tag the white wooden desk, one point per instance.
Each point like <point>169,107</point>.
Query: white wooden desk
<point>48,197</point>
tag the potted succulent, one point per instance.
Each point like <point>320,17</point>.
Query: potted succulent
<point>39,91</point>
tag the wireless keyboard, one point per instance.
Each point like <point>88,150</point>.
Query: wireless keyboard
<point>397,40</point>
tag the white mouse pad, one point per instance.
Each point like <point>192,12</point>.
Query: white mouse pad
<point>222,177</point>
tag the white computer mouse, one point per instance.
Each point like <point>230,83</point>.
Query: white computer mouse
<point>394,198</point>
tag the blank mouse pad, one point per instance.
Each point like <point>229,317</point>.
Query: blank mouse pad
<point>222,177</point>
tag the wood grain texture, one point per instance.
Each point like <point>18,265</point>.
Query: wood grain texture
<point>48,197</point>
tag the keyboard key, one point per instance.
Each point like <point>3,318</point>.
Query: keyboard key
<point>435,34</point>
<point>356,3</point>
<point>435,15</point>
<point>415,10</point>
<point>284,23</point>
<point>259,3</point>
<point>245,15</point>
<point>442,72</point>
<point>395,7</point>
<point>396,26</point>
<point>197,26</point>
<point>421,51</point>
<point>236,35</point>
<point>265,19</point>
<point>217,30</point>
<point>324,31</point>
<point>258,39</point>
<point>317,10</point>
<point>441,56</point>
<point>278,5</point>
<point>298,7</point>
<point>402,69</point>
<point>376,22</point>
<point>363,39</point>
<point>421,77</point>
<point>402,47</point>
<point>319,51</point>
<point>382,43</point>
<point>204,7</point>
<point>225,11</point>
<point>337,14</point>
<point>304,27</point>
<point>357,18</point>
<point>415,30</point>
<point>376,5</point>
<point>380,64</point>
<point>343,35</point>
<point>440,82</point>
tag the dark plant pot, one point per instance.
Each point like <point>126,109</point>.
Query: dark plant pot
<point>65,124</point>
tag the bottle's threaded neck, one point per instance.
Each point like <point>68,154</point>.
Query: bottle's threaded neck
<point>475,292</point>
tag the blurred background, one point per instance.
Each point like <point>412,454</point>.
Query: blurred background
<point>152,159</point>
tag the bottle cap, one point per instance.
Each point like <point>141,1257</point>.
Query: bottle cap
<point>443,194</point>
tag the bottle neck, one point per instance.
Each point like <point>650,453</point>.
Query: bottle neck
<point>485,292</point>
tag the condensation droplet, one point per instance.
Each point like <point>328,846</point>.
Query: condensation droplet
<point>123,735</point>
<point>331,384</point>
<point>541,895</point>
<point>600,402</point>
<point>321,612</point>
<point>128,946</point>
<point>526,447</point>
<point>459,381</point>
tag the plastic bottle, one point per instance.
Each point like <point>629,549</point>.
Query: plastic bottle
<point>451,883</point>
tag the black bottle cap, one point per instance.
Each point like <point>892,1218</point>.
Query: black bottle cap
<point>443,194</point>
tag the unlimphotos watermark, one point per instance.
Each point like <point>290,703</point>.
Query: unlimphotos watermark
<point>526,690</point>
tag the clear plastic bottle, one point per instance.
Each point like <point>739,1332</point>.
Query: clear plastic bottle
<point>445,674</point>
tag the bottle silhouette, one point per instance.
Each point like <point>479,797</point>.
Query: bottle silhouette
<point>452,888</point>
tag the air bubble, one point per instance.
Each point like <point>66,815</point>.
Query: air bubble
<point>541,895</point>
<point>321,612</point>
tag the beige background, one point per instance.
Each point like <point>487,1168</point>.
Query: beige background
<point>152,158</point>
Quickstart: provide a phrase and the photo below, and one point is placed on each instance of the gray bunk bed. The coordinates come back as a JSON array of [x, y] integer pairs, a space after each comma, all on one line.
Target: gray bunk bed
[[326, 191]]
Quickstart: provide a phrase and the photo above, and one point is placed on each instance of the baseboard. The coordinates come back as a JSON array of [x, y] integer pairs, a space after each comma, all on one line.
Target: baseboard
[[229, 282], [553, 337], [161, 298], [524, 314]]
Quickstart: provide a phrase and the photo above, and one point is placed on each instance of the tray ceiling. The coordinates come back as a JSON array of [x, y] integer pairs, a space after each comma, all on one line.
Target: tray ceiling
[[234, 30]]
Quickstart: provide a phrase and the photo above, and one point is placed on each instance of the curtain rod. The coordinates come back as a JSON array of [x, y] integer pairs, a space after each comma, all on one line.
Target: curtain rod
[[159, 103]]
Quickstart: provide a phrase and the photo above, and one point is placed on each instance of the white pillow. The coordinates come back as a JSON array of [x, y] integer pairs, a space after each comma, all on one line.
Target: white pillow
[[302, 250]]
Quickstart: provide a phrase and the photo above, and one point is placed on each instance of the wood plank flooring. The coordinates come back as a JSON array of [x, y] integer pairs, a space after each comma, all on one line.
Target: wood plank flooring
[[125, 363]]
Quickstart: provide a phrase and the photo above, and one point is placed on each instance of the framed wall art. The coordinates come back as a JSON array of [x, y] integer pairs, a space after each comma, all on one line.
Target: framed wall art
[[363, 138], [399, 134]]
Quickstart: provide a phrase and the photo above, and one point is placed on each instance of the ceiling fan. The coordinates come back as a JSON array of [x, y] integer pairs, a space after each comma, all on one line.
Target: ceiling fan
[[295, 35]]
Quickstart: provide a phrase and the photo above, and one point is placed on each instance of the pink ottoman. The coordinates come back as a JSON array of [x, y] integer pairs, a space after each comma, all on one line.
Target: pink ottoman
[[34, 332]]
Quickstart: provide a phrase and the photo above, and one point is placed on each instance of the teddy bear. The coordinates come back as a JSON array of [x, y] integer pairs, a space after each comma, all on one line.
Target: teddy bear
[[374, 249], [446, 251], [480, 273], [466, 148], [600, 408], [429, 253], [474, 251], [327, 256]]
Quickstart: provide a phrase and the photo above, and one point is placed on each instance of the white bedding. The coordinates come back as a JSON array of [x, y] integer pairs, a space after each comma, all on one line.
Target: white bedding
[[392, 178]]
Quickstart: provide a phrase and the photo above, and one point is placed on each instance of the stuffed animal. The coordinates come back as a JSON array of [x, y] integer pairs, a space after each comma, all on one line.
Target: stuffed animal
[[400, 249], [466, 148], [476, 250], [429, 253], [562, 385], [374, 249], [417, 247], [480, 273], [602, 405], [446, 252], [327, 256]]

◇ ◇ ◇ ◇ ◇

> _Your objective_
Can you reproduce word for word the lines of the material from the line with "the white pillow." up to and including the line with "[[125, 363]]"?

> _Answer to this problem_
Quickstart: provide a phrase and the photo above, and one point is placed on each instance of the white pillow. The coordinates come back as a JSON array of [x, y] integer pairs, a space after each comma, all on one line.
Target: white pillow
[[302, 250]]
Quickstart: provide a phrase and the photo above, and one point is placed on each instance of the wood plank flooring. The coordinates come back as a JSON array of [x, y] integer pairs, a space after each comma, all on one line.
Target: wood plank flooring
[[125, 363]]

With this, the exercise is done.